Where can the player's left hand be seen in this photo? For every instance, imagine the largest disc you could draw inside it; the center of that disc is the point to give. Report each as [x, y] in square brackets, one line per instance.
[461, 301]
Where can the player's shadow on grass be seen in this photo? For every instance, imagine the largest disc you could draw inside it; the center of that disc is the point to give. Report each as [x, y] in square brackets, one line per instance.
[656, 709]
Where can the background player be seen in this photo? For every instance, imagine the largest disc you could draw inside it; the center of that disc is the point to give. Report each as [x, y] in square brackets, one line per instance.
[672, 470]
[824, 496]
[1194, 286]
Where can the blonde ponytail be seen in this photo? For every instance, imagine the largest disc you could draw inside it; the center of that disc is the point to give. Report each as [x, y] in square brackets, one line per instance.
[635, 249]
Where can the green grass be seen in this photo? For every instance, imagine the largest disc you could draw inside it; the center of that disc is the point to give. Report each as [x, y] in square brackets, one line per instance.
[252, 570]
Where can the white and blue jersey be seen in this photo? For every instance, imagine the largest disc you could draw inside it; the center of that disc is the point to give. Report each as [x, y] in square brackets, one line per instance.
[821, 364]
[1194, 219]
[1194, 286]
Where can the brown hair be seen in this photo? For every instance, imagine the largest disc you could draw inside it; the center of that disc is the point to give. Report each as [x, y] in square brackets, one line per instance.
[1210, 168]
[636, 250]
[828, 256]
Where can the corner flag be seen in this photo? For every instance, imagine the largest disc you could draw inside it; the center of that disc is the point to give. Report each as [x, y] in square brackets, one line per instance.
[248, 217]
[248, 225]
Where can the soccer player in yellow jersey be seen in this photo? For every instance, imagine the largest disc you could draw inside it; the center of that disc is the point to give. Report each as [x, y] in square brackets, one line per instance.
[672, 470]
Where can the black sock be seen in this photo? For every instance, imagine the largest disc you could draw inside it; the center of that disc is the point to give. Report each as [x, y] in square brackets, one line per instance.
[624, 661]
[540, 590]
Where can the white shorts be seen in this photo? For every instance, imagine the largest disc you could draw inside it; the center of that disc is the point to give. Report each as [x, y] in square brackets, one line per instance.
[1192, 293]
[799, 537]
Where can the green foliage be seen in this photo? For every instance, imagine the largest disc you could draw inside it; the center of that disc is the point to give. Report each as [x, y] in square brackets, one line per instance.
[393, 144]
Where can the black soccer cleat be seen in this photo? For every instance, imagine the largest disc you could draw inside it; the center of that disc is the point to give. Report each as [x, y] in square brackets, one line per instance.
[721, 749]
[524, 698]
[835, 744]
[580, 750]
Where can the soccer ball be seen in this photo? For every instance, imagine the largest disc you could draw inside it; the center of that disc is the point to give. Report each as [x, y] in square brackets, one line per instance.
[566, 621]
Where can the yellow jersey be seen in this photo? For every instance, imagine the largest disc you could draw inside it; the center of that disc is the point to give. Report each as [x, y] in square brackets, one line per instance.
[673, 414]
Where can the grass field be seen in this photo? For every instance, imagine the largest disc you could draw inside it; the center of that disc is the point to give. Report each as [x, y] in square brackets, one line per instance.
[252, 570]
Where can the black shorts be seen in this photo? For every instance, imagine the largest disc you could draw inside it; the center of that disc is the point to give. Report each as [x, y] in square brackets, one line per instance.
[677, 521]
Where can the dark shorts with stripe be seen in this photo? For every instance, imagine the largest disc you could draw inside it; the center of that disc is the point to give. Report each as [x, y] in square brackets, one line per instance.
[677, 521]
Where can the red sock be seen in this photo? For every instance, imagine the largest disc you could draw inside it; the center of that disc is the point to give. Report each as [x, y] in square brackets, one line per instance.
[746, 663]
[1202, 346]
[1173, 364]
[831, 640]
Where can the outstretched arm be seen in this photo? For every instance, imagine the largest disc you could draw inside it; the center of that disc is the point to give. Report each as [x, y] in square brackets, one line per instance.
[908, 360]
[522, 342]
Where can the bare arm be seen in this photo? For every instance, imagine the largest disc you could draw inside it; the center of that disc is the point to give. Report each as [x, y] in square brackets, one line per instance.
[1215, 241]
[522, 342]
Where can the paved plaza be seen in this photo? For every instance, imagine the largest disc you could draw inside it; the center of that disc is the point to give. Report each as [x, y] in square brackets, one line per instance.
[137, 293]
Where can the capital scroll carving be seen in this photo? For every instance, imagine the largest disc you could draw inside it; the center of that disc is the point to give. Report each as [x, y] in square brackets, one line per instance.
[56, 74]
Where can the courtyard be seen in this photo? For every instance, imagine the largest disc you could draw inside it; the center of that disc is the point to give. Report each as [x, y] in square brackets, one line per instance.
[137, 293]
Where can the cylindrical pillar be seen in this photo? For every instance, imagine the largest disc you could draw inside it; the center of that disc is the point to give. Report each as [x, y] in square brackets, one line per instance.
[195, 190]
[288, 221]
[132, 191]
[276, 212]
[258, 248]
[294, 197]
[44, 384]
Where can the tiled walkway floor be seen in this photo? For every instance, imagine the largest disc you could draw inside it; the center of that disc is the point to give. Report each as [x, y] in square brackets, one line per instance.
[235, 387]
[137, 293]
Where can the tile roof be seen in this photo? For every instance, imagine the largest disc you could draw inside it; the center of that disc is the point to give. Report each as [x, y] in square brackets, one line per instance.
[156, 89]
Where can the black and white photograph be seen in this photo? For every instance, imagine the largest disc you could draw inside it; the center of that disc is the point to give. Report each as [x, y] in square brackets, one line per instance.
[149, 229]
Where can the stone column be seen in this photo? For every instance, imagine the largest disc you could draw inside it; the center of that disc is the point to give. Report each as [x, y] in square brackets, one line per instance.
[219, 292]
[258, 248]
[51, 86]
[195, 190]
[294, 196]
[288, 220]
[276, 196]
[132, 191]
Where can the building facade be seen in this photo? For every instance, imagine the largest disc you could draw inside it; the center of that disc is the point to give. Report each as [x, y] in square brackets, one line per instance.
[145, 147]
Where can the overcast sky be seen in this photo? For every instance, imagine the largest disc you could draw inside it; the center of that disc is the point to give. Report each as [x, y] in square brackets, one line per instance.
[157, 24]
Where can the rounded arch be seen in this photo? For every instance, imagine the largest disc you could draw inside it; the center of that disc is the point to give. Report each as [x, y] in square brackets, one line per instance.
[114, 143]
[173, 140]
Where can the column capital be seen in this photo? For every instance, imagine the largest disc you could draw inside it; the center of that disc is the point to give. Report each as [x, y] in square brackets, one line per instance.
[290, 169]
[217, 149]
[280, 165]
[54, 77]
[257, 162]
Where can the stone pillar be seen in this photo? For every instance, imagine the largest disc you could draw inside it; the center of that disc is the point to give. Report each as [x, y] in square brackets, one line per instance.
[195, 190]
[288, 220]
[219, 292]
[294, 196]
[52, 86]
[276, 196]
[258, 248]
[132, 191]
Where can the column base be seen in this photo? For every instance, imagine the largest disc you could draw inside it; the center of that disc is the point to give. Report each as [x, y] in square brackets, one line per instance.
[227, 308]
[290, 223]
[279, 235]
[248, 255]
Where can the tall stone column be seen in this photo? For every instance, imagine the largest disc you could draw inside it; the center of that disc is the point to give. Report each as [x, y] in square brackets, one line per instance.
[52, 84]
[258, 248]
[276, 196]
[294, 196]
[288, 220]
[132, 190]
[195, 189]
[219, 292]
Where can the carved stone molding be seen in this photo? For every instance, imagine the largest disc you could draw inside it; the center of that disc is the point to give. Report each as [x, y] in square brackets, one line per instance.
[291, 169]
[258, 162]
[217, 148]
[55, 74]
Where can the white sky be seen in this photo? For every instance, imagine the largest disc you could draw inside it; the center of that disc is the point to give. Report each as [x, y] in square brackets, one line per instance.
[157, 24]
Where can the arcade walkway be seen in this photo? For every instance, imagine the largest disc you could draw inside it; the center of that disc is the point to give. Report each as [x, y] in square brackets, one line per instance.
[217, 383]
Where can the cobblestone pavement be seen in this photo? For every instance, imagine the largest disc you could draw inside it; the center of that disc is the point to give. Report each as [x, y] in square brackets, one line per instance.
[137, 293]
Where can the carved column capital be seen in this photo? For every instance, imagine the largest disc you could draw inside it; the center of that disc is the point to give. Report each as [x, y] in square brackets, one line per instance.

^^^^

The line containing "Where can the arcade" and every line after it, through the end of the records, should be repeated exactly and alone.

- Written answer -
Where can the arcade walkway be seen in this photo? For every instance, imagine the largest disc you could draw inside it; the center of that disc is the point to give. Report each as [x, y] in square brackets, one line per instance.
[217, 383]
Where can the cobblestone pavement be seen in this photo? For every instance, imagine the largest disc you could draw inside it; the center of that disc is the point to give. Report each as [x, y] in square brackets, one line per instance.
[137, 293]
Where can the carved column capital be seen in this photo? For every instance, imagine the largest disc you could draw inside it; the center of that disc is the point to give. Report each as [x, y] in square brackets, one line per instance.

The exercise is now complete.